**Task**
Output the data below as a Markdown table with two columns, Row and Line, giving each nonblank line its own numbered row and leaving out the pictures.

**Dataset excerpts**

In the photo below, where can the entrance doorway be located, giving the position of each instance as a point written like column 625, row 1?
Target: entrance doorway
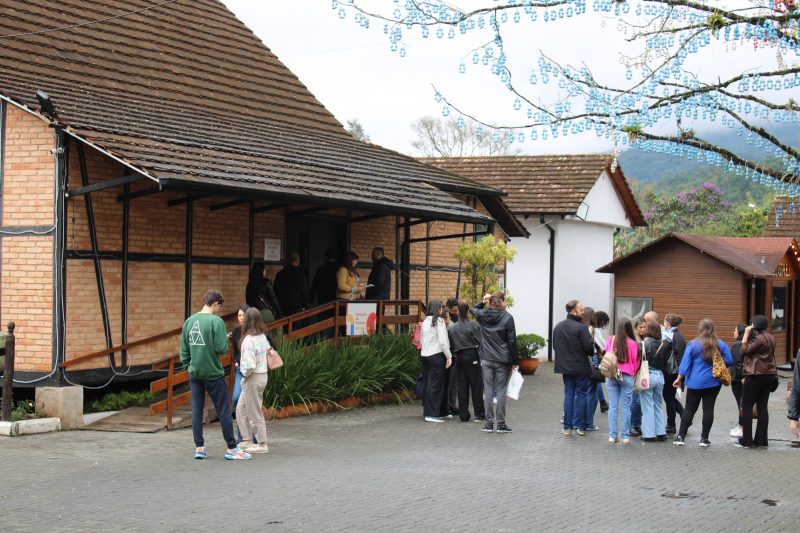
column 310, row 236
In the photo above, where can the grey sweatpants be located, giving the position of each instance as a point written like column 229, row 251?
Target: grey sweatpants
column 249, row 416
column 495, row 378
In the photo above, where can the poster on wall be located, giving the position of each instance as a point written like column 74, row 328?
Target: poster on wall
column 361, row 318
column 272, row 249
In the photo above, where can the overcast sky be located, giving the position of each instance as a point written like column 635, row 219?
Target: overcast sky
column 355, row 75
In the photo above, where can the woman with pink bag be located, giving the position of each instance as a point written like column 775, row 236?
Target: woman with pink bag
column 620, row 392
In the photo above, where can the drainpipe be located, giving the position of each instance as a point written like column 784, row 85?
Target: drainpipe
column 551, row 296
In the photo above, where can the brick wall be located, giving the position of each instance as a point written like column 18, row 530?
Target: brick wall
column 27, row 272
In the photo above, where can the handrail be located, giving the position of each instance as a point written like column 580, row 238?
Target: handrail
column 179, row 377
column 133, row 344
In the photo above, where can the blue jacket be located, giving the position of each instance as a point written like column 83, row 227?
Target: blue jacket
column 696, row 372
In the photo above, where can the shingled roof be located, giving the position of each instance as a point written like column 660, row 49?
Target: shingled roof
column 184, row 93
column 550, row 184
column 755, row 256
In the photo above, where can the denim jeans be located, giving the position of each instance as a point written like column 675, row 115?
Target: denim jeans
column 636, row 410
column 619, row 393
column 495, row 374
column 576, row 389
column 218, row 391
column 652, row 413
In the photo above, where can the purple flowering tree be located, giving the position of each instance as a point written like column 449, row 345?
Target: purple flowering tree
column 698, row 210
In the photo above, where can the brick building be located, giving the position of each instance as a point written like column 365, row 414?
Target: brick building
column 154, row 153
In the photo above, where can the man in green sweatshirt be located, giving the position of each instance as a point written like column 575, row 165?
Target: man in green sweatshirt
column 203, row 340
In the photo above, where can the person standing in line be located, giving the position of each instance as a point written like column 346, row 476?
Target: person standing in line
column 203, row 340
column 653, row 427
column 499, row 357
column 249, row 416
column 451, row 306
column 573, row 346
column 640, row 325
column 380, row 277
column 236, row 339
column 465, row 339
column 602, row 319
column 260, row 293
column 701, row 385
column 590, row 320
column 291, row 286
column 436, row 358
column 323, row 288
column 736, row 375
column 794, row 404
column 760, row 378
column 620, row 392
column 676, row 348
column 347, row 278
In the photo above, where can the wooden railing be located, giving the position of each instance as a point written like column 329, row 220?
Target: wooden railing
column 328, row 318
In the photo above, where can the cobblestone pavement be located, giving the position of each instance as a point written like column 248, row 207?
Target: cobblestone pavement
column 384, row 469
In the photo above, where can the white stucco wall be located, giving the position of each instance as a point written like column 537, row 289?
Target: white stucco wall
column 582, row 246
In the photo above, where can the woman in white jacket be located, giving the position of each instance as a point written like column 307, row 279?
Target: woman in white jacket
column 436, row 357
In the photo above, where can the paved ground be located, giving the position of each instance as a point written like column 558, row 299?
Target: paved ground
column 383, row 469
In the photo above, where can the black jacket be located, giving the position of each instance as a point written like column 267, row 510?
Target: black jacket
column 573, row 346
column 323, row 288
column 498, row 335
column 261, row 295
column 656, row 352
column 291, row 289
column 464, row 335
column 381, row 277
column 794, row 398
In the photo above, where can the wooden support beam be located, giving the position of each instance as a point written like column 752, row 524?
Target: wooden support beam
column 224, row 205
column 78, row 191
column 184, row 200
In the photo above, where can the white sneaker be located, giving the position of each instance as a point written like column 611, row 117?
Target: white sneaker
column 258, row 448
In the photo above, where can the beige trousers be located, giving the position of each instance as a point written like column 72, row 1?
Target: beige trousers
column 249, row 416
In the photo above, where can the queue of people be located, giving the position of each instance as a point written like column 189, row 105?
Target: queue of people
column 645, row 403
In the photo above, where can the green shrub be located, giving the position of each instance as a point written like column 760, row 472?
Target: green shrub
column 329, row 372
column 529, row 344
column 116, row 401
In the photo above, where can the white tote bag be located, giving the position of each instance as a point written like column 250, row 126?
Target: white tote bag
column 514, row 385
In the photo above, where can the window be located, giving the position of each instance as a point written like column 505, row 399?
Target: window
column 631, row 308
column 778, row 308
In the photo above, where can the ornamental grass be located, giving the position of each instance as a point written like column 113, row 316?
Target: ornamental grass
column 329, row 372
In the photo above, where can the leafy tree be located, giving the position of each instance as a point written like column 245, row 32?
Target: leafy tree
column 674, row 80
column 355, row 129
column 480, row 260
column 452, row 137
column 698, row 210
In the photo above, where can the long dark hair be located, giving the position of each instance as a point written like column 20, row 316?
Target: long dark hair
column 253, row 324
column 463, row 311
column 707, row 335
column 621, row 335
column 434, row 310
column 589, row 318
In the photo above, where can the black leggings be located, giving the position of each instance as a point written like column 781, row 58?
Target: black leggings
column 693, row 398
column 470, row 379
column 755, row 390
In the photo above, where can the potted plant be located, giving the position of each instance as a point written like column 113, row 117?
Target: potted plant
column 528, row 345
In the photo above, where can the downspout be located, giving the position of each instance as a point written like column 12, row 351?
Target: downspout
column 551, row 295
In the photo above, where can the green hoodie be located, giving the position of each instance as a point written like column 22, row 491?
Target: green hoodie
column 202, row 341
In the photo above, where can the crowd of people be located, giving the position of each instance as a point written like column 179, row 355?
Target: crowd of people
column 485, row 351
column 644, row 400
column 467, row 361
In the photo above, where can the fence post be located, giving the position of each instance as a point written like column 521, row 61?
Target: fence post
column 8, row 376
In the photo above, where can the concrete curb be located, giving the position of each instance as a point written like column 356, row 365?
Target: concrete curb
column 30, row 427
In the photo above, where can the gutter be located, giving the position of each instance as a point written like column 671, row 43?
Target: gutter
column 551, row 295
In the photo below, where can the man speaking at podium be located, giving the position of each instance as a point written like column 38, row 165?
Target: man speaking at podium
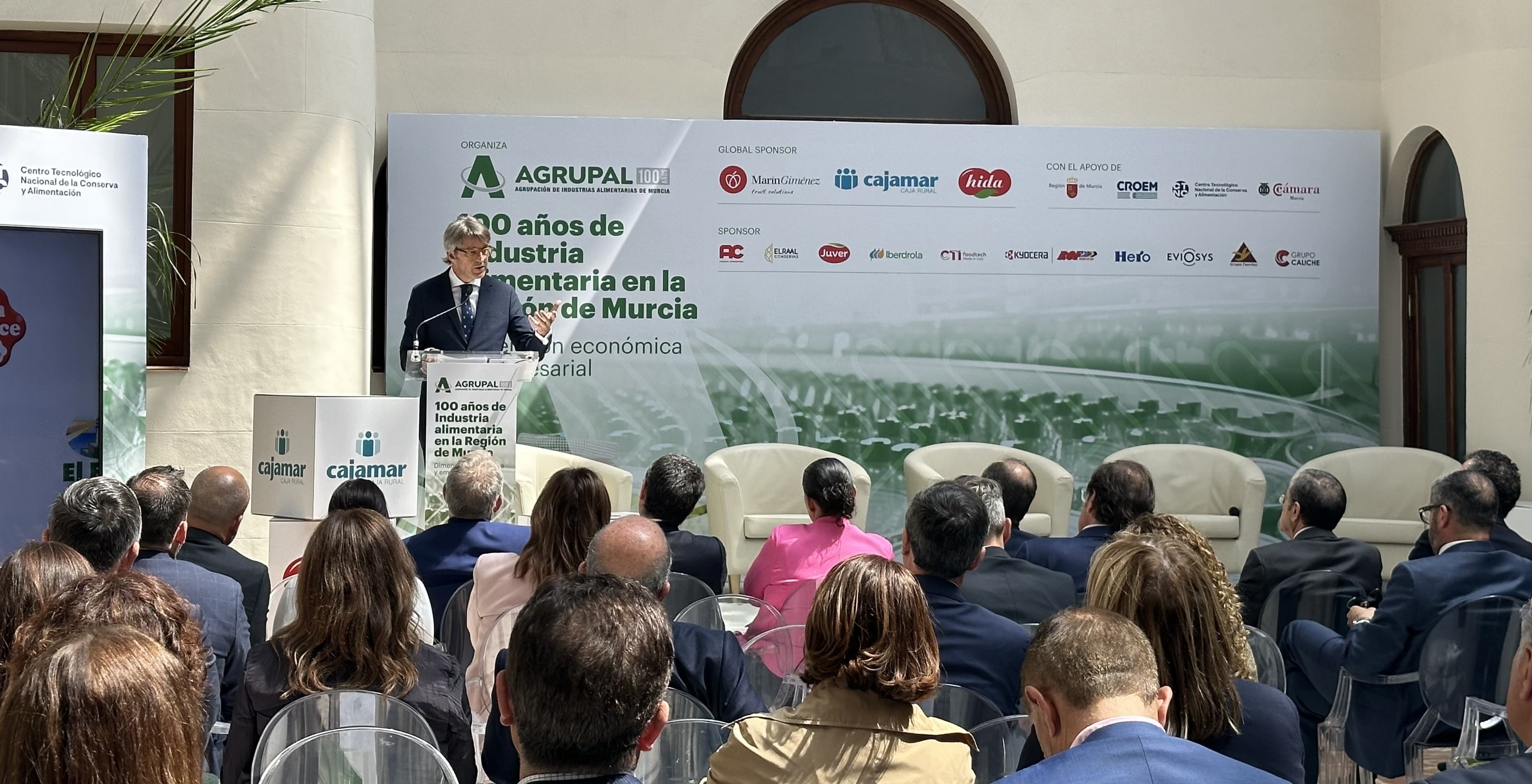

**Written response**
| Row | Line |
|---|---|
| 1 | In the photo below, where can the entrance doorway be located, giving the position of each instance as a point written like column 625, row 1? |
| 2 | Target: entrance doorway |
| 3 | column 310, row 236 |
| 4 | In the photo above, where can the grey sweatpants be located, giving the position of each instance as a point written like column 229, row 251? |
| 5 | Target: grey sweatpants |
| 6 | column 249, row 416 |
| 7 | column 495, row 378 |
| 8 | In the photo above, where can the poster on wall be located, giving the position of each instance as a point written like column 74, row 328? |
| 9 | Target: poster on wall |
| 10 | column 361, row 318 |
| 11 | column 272, row 249 |
| 12 | In the photo above, where can the overcast sky be located, giving the position of each instance as a point written like column 635, row 219? |
| 13 | Target: overcast sky |
| 14 | column 355, row 75 |
| 15 | In the photo above, where can the woman with pink bag be located, giving the position of each instance as a point written like column 775, row 236? |
| 16 | Target: woman with pink bag |
| 17 | column 620, row 392 |
| 18 | In the photo above, where can the drainpipe be located, giving the position of each instance as a point written like column 784, row 85? |
| 19 | Target: drainpipe |
| 20 | column 551, row 296 |
| 21 | In the photo above, where can the brick wall be located, giving the position of each instance as a point written like column 18, row 530? |
| 22 | Target: brick wall |
| 23 | column 27, row 272 |
| 24 | In the photo above, where can the handrail be located, giving the position of each instance as a point written like column 580, row 238? |
| 25 | Target: handrail |
| 26 | column 179, row 377 |
| 27 | column 133, row 344 |
| 28 | In the photo above, where can the blue jacket be located, giving the position of each instance as a point written like column 83, row 227? |
| 29 | Target: blue jacket |
| 30 | column 696, row 372 |
| 31 | In the photo above, where can the shingled roof be located, giving the position of each instance as a point written like column 660, row 49? |
| 32 | Target: shingled roof |
| 33 | column 184, row 93 |
| 34 | column 550, row 184 |
| 35 | column 755, row 256 |
| 36 | In the photo above, where can the denim jeans be located, giving the position of each instance as a point written like column 675, row 115? |
| 37 | Target: denim jeans |
| 38 | column 636, row 410 |
| 39 | column 619, row 393 |
| 40 | column 495, row 374 |
| 41 | column 576, row 389 |
| 42 | column 218, row 391 |
| 43 | column 652, row 413 |
| 44 | In the photo above, where can the purple flowering tree be located, giving the position of each instance as a point written like column 449, row 345? |
| 45 | Target: purple flowering tree |
| 46 | column 698, row 210 |
| 47 | In the photo above, where can the brick building be located, giving the position of each instance as a point written like column 365, row 414? |
| 48 | Target: brick building |
| 49 | column 154, row 153 |
| 50 | In the photo above, where can the man in green sweatshirt be located, giving the position of each instance as a point written like column 575, row 165? |
| 51 | Target: man in green sweatshirt |
| 52 | column 203, row 340 |
| 53 | In the photo above, where can the person standing in line be located, giving the position of each instance as a point written like column 346, row 476? |
| 54 | Target: person standing in line |
| 55 | column 203, row 340 |
| 56 | column 653, row 427 |
| 57 | column 499, row 357 |
| 58 | column 249, row 416 |
| 59 | column 451, row 306 |
| 60 | column 573, row 346 |
| 61 | column 640, row 325 |
| 62 | column 380, row 277 |
| 63 | column 236, row 339 |
| 64 | column 465, row 339 |
| 65 | column 602, row 319 |
| 66 | column 260, row 293 |
| 67 | column 701, row 385 |
| 68 | column 590, row 320 |
| 69 | column 291, row 286 |
| 70 | column 436, row 358 |
| 71 | column 323, row 288 |
| 72 | column 736, row 375 |
| 73 | column 794, row 404 |
| 74 | column 760, row 378 |
| 75 | column 620, row 392 |
| 76 | column 676, row 348 |
| 77 | column 347, row 278 |
| 78 | In the photo above, where can the wooden railing be located, giving the position of each instance as a point written like column 329, row 220? |
| 79 | Target: wooden railing |
| 80 | column 328, row 318 |
| 81 | In the photo above, where can the cobblestone pavement be located, giving the position of each instance as a point written like column 248, row 207? |
| 82 | Target: cobblestone pavement |
| 83 | column 384, row 469 |
| 84 | In the photo above, where can the white stucco wall be located, giving the position of each instance as a point written like column 537, row 289? |
| 85 | Target: white stucco wall |
| 86 | column 582, row 246 |
| 87 | In the photo above, where can the woman in white jacket be located, giving the position of each instance as a point written like column 307, row 279? |
| 88 | Target: woman in white jacket |
| 89 | column 436, row 357 |
| 90 | In the photo above, where can the paved ground be located, giving the position of each instance as a point written like column 558, row 299? |
| 91 | Target: paved ground |
| 92 | column 383, row 469 |
| 93 | In the photo above, where can the black jacket be located, giving the position of each instance as a point written like column 267, row 510? |
| 94 | Target: black jacket |
| 95 | column 573, row 346 |
| 96 | column 323, row 288 |
| 97 | column 498, row 335 |
| 98 | column 261, row 295 |
| 99 | column 656, row 352 |
| 100 | column 291, row 289 |
| 101 | column 464, row 335 |
| 102 | column 381, row 277 |
| 103 | column 794, row 398 |
| 104 | In the photo above, where can the wooden support beam be located, giving the position of each instance as a point written like column 752, row 524? |
| 105 | Target: wooden support beam |
| 106 | column 224, row 205 |
| 107 | column 78, row 191 |
| 108 | column 184, row 200 |
| 109 | In the photo above, where can the white sneaker be located, giving the position of each instance as a point written like column 611, row 117? |
| 110 | Target: white sneaker |
| 111 | column 258, row 448 |
| 112 | In the photo above, where can the beige trousers be located, giving the position of each instance as a point written like column 72, row 1? |
| 113 | Target: beige trousers |
| 114 | column 249, row 416 |
| 115 | In the photo above, where can the queue of people be located, giving the position of each instance as a point written like column 189, row 105? |
| 116 | Target: queue of people |
| 117 | column 645, row 403 |
| 118 | In the photo above, where can the green shrub be located, giving the position of each instance as a point written like column 760, row 472? |
| 119 | Target: green shrub |
| 120 | column 329, row 372 |
| 121 | column 529, row 344 |
| 122 | column 116, row 401 |
| 123 | In the photo above, where can the white tote bag be located, giving the position of each instance as a point written like column 250, row 126? |
| 124 | Target: white tote bag |
| 125 | column 514, row 385 |
| 126 | In the photo above, where can the window be located, giving the position of each instance as a point written like column 505, row 399? |
| 127 | Target: window |
| 128 | column 631, row 308 |
| 129 | column 778, row 308 |
| 130 | In the photo above, where can the ornamental grass be located, giving the position of each instance as a point written like column 113, row 316? |
| 131 | Target: ornamental grass |
| 132 | column 329, row 372 |
| 133 | In the photo above, where can the leafy tree be located, giving the position of each instance as a point written like column 245, row 32? |
| 134 | Target: leafy tree |
| 135 | column 674, row 80 |
| 136 | column 355, row 129 |
| 137 | column 480, row 260 |
| 138 | column 452, row 137 |
| 139 | column 698, row 210 |
| 140 | In the photo above, where can the long dark hair be located, giving the position of each instance as a point written like column 20, row 316? |
| 141 | Target: long dark hair |
| 142 | column 253, row 324 |
| 143 | column 463, row 311 |
| 144 | column 707, row 335 |
| 145 | column 621, row 335 |
| 146 | column 434, row 310 |
| 147 | column 589, row 318 |
| 148 | In the photo above, where can the black leggings be located, giving the position of each instance as a point written like column 781, row 58? |
| 149 | Target: black leggings |
| 150 | column 693, row 398 |
| 151 | column 470, row 379 |
| 152 | column 755, row 390 |
| 153 | In the photo above, where can the potted plant be located, giving the position of each instance as a point written like column 113, row 117? |
| 154 | Target: potted plant |
| 155 | column 528, row 345 |
| 156 | In the photo above, where can the downspout be located, giving the position of each instance as a point written like column 12, row 351? |
| 157 | Target: downspout |
| 158 | column 551, row 295 |
| 159 | In the photo above, where can the green hoodie be located, giving the position of each instance as a point written like column 22, row 491? |
| 160 | Target: green hoodie |
| 161 | column 202, row 341 |
| 162 | In the photo above, where can the crowd of people be located, giving the position of each instance as a point written like column 179, row 355? |
| 163 | Target: crowd of people |
| 164 | column 485, row 351 |
| 165 | column 644, row 400 |
| 166 | column 467, row 361 |
| 167 | In the photo above, where can the fence post be located, giving the position of each instance as a point written like column 521, row 61? |
| 168 | Target: fence post |
| 169 | column 8, row 376 |
| 170 | In the photo above, where can the concrete curb be located, giving the position of each instance as a point written like column 356, row 365? |
| 171 | Target: concrete curb |
| 172 | column 30, row 427 |
| 173 | In the photo above, where can the gutter be located, giving the position of each instance as a point written like column 671, row 43? |
| 174 | Target: gutter |
| 175 | column 551, row 295 |
| 176 | In the photo below, where can the man speaking at podium be located, giving the position of each instance as a point written like column 38, row 165? |
| 177 | Target: man speaking at podium |